* START Rows *

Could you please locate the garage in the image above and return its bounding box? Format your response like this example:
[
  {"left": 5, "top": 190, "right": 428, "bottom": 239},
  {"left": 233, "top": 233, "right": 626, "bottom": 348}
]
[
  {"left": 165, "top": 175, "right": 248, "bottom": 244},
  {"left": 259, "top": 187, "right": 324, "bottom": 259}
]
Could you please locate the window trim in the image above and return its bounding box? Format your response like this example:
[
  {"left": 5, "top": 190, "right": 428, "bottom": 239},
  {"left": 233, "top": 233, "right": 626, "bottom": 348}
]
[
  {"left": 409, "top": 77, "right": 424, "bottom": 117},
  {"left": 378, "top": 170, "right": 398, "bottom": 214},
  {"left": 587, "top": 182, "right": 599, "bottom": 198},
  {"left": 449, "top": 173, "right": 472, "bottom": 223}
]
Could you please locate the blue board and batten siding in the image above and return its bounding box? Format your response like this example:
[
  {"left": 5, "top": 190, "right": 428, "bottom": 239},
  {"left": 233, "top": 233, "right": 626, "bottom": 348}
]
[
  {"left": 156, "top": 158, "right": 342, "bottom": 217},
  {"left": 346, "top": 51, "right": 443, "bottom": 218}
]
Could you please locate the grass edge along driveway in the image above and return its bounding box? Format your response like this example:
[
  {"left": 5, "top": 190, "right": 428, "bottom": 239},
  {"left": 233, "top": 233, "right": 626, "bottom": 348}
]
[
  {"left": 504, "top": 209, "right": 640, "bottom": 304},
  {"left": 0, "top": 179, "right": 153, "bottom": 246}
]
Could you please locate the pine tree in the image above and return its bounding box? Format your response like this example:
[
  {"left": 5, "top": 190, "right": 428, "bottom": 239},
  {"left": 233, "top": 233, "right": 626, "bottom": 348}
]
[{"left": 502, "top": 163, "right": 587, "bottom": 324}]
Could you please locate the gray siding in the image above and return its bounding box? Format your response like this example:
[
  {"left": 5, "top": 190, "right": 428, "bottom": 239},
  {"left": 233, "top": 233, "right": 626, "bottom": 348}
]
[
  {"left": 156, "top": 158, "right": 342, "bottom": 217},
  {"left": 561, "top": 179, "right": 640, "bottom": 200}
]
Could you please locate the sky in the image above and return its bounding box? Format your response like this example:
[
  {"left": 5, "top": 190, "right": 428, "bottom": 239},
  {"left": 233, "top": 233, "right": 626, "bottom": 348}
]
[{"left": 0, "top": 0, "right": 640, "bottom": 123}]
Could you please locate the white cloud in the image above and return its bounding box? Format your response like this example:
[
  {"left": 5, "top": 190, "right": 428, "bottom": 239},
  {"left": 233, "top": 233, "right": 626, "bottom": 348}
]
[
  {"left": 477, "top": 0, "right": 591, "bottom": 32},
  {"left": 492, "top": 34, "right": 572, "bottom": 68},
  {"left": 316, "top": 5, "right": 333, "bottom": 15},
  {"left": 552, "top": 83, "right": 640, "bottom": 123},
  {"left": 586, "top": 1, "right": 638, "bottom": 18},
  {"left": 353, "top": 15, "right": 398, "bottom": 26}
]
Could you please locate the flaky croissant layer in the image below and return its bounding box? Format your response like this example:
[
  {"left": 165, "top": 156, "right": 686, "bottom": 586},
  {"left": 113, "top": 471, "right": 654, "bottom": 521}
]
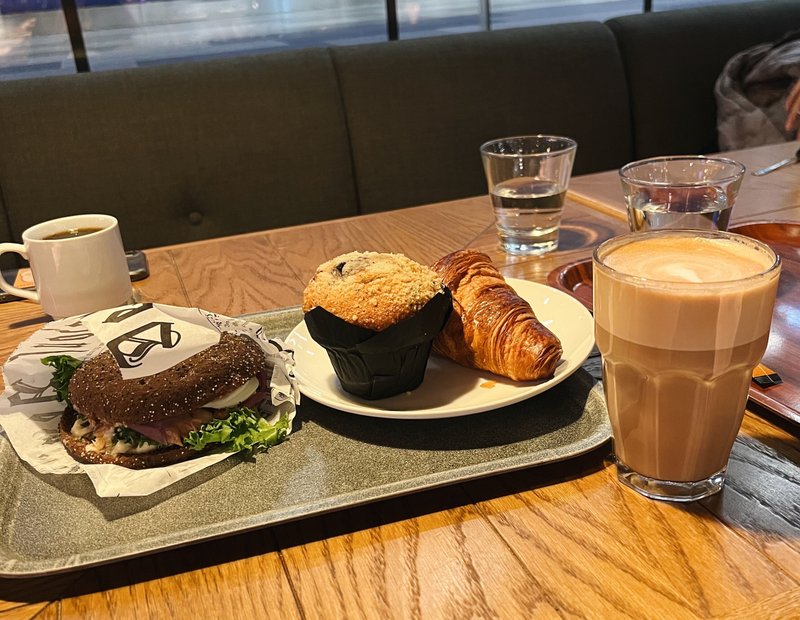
[{"left": 433, "top": 250, "right": 562, "bottom": 381}]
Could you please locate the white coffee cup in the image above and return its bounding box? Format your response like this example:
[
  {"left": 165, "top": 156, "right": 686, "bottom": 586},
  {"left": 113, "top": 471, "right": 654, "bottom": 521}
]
[{"left": 0, "top": 214, "right": 132, "bottom": 318}]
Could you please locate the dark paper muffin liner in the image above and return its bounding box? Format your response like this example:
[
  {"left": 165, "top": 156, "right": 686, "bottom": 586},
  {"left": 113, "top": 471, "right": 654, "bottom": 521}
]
[{"left": 304, "top": 288, "right": 453, "bottom": 400}]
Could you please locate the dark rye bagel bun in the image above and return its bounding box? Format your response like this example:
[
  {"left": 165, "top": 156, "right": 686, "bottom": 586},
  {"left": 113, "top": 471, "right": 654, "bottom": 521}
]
[
  {"left": 69, "top": 332, "right": 268, "bottom": 424},
  {"left": 58, "top": 407, "right": 207, "bottom": 469}
]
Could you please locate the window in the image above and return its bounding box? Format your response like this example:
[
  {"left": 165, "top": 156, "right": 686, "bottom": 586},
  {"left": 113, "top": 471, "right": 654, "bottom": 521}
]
[{"left": 0, "top": 0, "right": 760, "bottom": 80}]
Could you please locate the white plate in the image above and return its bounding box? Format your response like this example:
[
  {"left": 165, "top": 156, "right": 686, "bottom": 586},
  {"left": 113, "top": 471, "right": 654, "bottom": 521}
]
[{"left": 286, "top": 278, "right": 594, "bottom": 420}]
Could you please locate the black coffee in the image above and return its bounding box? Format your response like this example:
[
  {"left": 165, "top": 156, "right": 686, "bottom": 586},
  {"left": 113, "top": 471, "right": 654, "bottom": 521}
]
[{"left": 44, "top": 228, "right": 103, "bottom": 241}]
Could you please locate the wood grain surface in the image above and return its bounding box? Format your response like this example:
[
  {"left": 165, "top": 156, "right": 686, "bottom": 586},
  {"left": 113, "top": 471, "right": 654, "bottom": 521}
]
[
  {"left": 0, "top": 162, "right": 800, "bottom": 620},
  {"left": 568, "top": 142, "right": 800, "bottom": 224}
]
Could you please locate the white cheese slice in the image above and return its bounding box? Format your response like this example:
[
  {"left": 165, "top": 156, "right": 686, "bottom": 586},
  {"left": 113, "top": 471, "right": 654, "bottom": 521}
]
[{"left": 203, "top": 377, "right": 258, "bottom": 409}]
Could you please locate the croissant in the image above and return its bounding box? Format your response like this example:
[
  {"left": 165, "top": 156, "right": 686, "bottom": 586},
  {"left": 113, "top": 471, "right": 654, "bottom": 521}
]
[{"left": 433, "top": 250, "right": 561, "bottom": 381}]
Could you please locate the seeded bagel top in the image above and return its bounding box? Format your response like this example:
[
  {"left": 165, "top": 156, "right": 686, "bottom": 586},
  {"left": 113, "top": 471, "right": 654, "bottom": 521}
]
[
  {"left": 69, "top": 332, "right": 267, "bottom": 424},
  {"left": 303, "top": 252, "right": 442, "bottom": 331}
]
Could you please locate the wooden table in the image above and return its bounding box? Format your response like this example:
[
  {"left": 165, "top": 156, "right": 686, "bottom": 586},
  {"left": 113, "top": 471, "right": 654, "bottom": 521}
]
[
  {"left": 569, "top": 142, "right": 800, "bottom": 226},
  {"left": 0, "top": 162, "right": 800, "bottom": 620}
]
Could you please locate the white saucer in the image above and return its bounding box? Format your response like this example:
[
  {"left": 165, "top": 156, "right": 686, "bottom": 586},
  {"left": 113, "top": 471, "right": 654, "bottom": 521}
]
[{"left": 286, "top": 278, "right": 594, "bottom": 420}]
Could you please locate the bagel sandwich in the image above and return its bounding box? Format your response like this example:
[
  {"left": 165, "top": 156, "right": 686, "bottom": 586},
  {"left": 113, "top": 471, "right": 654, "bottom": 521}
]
[{"left": 42, "top": 332, "right": 291, "bottom": 469}]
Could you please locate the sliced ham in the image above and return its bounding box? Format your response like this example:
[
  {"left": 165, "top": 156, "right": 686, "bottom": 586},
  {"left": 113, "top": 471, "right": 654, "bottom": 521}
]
[{"left": 128, "top": 409, "right": 214, "bottom": 446}]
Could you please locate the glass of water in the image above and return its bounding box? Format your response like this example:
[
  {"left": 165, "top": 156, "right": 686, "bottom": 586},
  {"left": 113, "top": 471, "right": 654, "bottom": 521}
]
[
  {"left": 619, "top": 155, "right": 745, "bottom": 232},
  {"left": 481, "top": 135, "right": 578, "bottom": 255}
]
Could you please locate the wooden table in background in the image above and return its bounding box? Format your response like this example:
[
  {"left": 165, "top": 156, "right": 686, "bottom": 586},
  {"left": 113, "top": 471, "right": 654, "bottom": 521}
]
[
  {"left": 568, "top": 142, "right": 800, "bottom": 226},
  {"left": 0, "top": 170, "right": 800, "bottom": 620}
]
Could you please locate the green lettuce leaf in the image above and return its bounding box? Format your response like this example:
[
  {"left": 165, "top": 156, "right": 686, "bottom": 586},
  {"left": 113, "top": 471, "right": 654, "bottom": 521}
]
[
  {"left": 183, "top": 407, "right": 291, "bottom": 454},
  {"left": 41, "top": 355, "right": 83, "bottom": 404},
  {"left": 114, "top": 426, "right": 162, "bottom": 448}
]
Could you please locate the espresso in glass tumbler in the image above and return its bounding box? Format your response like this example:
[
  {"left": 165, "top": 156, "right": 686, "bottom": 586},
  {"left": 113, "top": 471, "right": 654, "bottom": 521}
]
[
  {"left": 619, "top": 155, "right": 745, "bottom": 232},
  {"left": 481, "top": 135, "right": 578, "bottom": 255},
  {"left": 593, "top": 230, "right": 780, "bottom": 501}
]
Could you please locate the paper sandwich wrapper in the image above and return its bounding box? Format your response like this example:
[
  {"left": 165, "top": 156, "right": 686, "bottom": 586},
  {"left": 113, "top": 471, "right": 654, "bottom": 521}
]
[{"left": 0, "top": 303, "right": 300, "bottom": 497}]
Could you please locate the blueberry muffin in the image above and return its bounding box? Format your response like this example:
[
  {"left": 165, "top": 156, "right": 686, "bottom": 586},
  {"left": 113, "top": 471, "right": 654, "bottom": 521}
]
[
  {"left": 303, "top": 252, "right": 442, "bottom": 331},
  {"left": 303, "top": 252, "right": 453, "bottom": 400}
]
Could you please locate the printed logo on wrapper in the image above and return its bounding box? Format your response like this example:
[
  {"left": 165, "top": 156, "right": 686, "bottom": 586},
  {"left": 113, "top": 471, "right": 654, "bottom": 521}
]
[{"left": 0, "top": 303, "right": 300, "bottom": 497}]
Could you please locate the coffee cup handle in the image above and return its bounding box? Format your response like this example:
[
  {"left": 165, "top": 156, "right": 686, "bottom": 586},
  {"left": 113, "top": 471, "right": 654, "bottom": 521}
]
[{"left": 0, "top": 243, "right": 39, "bottom": 303}]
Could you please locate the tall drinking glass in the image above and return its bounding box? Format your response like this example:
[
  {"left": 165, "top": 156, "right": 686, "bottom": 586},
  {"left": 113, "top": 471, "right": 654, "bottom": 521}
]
[
  {"left": 619, "top": 155, "right": 745, "bottom": 232},
  {"left": 481, "top": 135, "right": 578, "bottom": 254},
  {"left": 593, "top": 230, "right": 780, "bottom": 501}
]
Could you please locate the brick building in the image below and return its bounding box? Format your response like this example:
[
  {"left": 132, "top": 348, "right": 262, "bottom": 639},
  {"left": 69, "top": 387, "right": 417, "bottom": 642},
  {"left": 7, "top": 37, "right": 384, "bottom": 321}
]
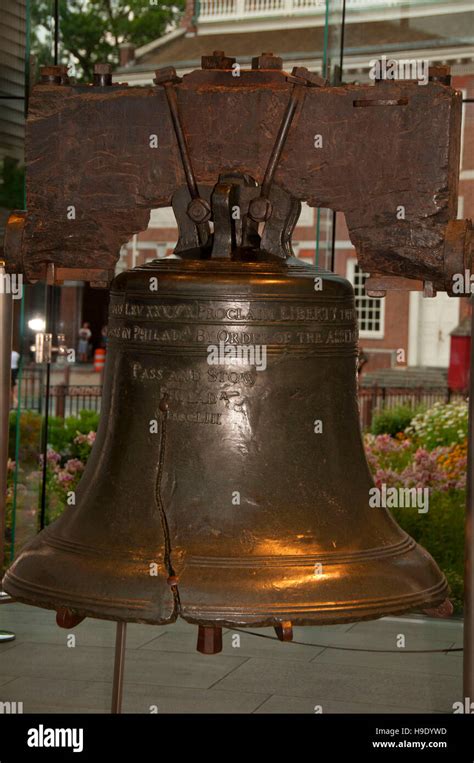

* END Rows *

Retype the material from the line with "Could you please locate the tall" through the end of the material, both ends included, and leave the pictures out of your answer.

Task output:
Could you please locate the tall drinking glass in the image above and return its bounding box? Format your response like this example:
[
  {"left": 165, "top": 156, "right": 686, "bottom": 586},
  {"left": 113, "top": 471, "right": 654, "bottom": 521}
]
[
  {"left": 619, "top": 155, "right": 745, "bottom": 232},
  {"left": 481, "top": 135, "right": 578, "bottom": 254},
  {"left": 593, "top": 230, "right": 780, "bottom": 501}
]
Could you please locate the brick building in the image below and return its bounding box? Format your response like this example:
[
  {"left": 132, "top": 348, "right": 262, "bottom": 639},
  {"left": 69, "top": 387, "right": 417, "bottom": 642},
  {"left": 7, "top": 37, "right": 384, "bottom": 321}
]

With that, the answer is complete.